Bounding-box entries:

:::

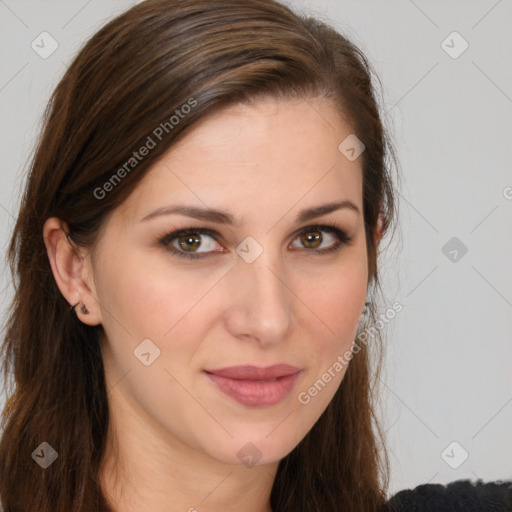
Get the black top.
[383,480,512,512]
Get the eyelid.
[159,221,352,260]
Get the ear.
[43,217,101,325]
[375,214,384,247]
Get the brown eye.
[177,233,201,252]
[300,231,322,249]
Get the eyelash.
[159,222,352,260]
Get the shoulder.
[385,480,512,512]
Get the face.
[87,98,368,465]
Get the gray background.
[0,0,512,492]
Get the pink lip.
[205,364,301,407]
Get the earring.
[70,302,89,315]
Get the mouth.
[205,364,302,407]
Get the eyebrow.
[141,199,361,226]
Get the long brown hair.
[0,0,396,512]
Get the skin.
[43,98,380,512]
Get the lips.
[206,364,300,380]
[205,364,301,407]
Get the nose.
[225,250,294,346]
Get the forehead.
[114,94,362,226]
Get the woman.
[0,0,510,512]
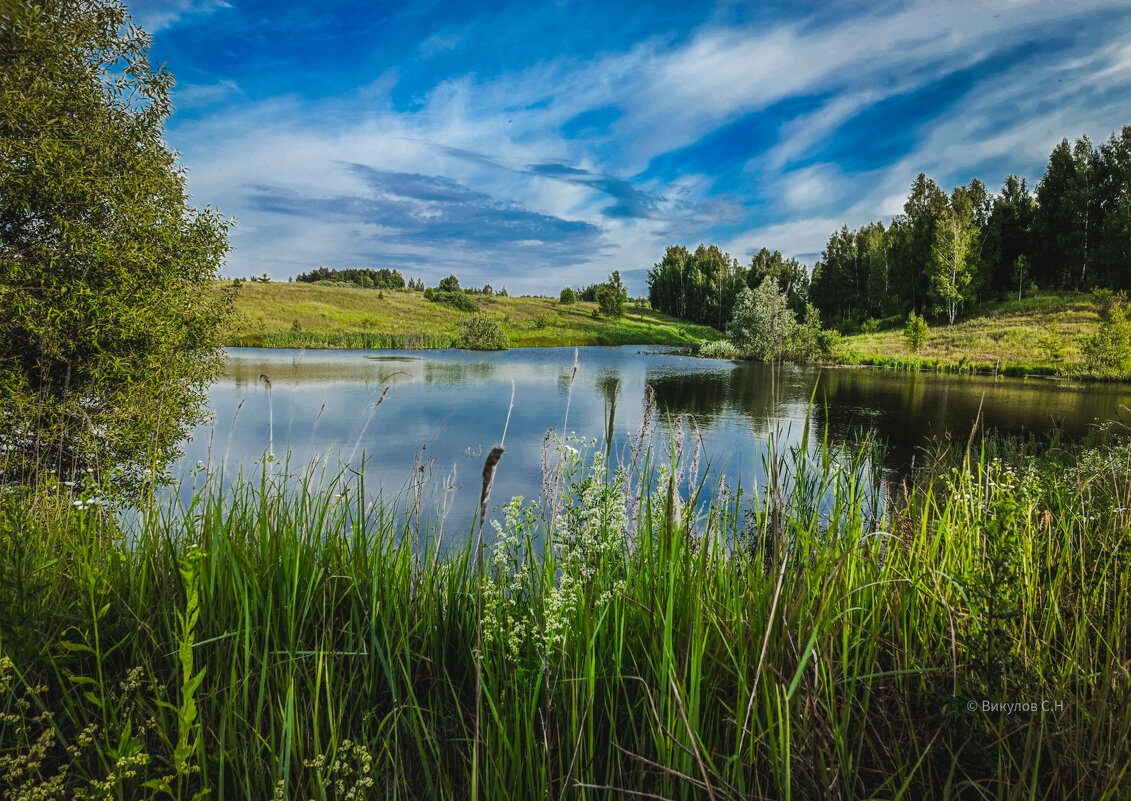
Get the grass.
[844,293,1098,374]
[217,282,723,348]
[0,409,1131,800]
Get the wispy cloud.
[157,0,1131,290]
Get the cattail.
[475,445,503,554]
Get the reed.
[0,428,1131,800]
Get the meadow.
[843,293,1099,374]
[222,282,723,348]
[0,414,1131,801]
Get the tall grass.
[0,423,1131,800]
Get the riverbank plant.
[0,414,1131,799]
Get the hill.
[215,282,723,347]
[844,293,1099,373]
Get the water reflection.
[174,346,1131,525]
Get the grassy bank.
[844,293,1099,374]
[217,282,722,348]
[0,423,1131,800]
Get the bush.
[597,270,629,319]
[0,0,231,491]
[726,276,797,360]
[459,312,510,351]
[787,303,840,363]
[424,290,480,313]
[904,311,931,353]
[1081,299,1131,376]
[699,339,741,359]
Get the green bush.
[904,311,931,353]
[726,276,797,360]
[699,339,741,359]
[424,290,480,313]
[1081,299,1131,376]
[459,313,510,351]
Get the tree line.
[809,126,1131,325]
[648,126,1131,329]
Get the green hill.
[844,293,1099,373]
[216,282,723,347]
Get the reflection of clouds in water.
[184,347,1131,529]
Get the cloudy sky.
[129,0,1131,294]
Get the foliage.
[0,0,231,490]
[904,311,931,353]
[1037,320,1065,364]
[699,339,742,359]
[787,303,840,363]
[459,312,510,351]
[0,432,1131,801]
[424,287,480,313]
[648,244,809,328]
[726,276,797,361]
[1081,293,1131,376]
[597,269,629,320]
[295,267,405,290]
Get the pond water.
[182,345,1131,531]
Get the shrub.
[459,312,510,351]
[726,276,797,360]
[424,290,480,313]
[1081,300,1131,374]
[904,311,931,353]
[699,339,740,359]
[597,270,629,319]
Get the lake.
[174,345,1131,531]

:::

WHAT TO WORK ON |
Print every one of the entries above line for line, without changing anything in them. Leave the pictures out.

ANSWER |
Get the black top.
[383,480,512,512]
Get the eyelid.
[159,221,352,260]
Get the ear.
[43,217,101,325]
[375,214,384,247]
Get the brown eye.
[177,233,201,252]
[300,231,322,249]
Get the eyelash.
[159,222,352,260]
Get the shoulder.
[385,480,512,512]
Get the face.
[87,98,368,465]
Get the gray background.
[0,0,512,492]
Get the pink lip.
[205,364,301,407]
Get the earring.
[70,302,89,315]
Get the mouth.
[205,364,302,407]
Get the eyebrow.
[141,199,361,226]
Get the long brown hair.
[0,0,396,512]
Get the skin.
[43,98,380,512]
Get the lips.
[206,364,300,380]
[205,364,301,407]
Get the nose.
[225,250,294,346]
Get the forehead.
[114,94,362,226]
Get the woman.
[0,0,510,512]
Get the grass.
[844,293,1098,374]
[217,282,723,348]
[0,409,1131,800]
Get the wispy cloud.
[157,0,1131,290]
Get the cattail.
[475,445,503,554]
Get the reed.
[0,428,1131,800]
Get the meadow.
[843,293,1099,374]
[222,282,723,348]
[0,414,1131,801]
Get the tall grass.
[0,423,1131,800]
Get the riverbank plant.
[0,414,1131,799]
Get the hill.
[215,282,723,347]
[844,293,1099,373]
Get the water reflection.
[174,346,1131,525]
Get the grassy bank.
[844,293,1099,374]
[217,282,722,348]
[0,423,1131,800]
Get the bush.
[597,270,629,319]
[0,0,231,491]
[726,276,797,360]
[459,312,510,351]
[787,303,840,363]
[424,290,480,313]
[904,311,931,353]
[1081,299,1131,376]
[699,339,741,359]
Get the green bush.
[904,311,931,353]
[726,276,797,360]
[699,339,741,359]
[424,290,480,313]
[1081,299,1131,376]
[459,313,510,351]
Get the tree line.
[809,126,1131,325]
[648,126,1131,329]
Get the green hill.
[844,293,1099,373]
[216,282,723,347]
Get the reflection of clouds in water.
[184,347,1131,529]
Get the cloudy sky.
[129,0,1131,294]
Get the foliage.
[0,0,231,490]
[904,311,931,353]
[1037,320,1065,364]
[699,339,742,359]
[787,303,840,363]
[459,312,510,351]
[0,432,1131,801]
[424,287,480,313]
[648,244,809,328]
[726,276,797,361]
[1081,293,1131,376]
[597,269,629,320]
[295,267,405,290]
Get the pond water.
[182,345,1131,531]
Get the shrub.
[459,312,510,351]
[726,276,797,360]
[424,290,480,313]
[1081,300,1131,374]
[904,311,931,353]
[699,339,740,359]
[597,270,629,319]
Get the lake.
[174,345,1131,531]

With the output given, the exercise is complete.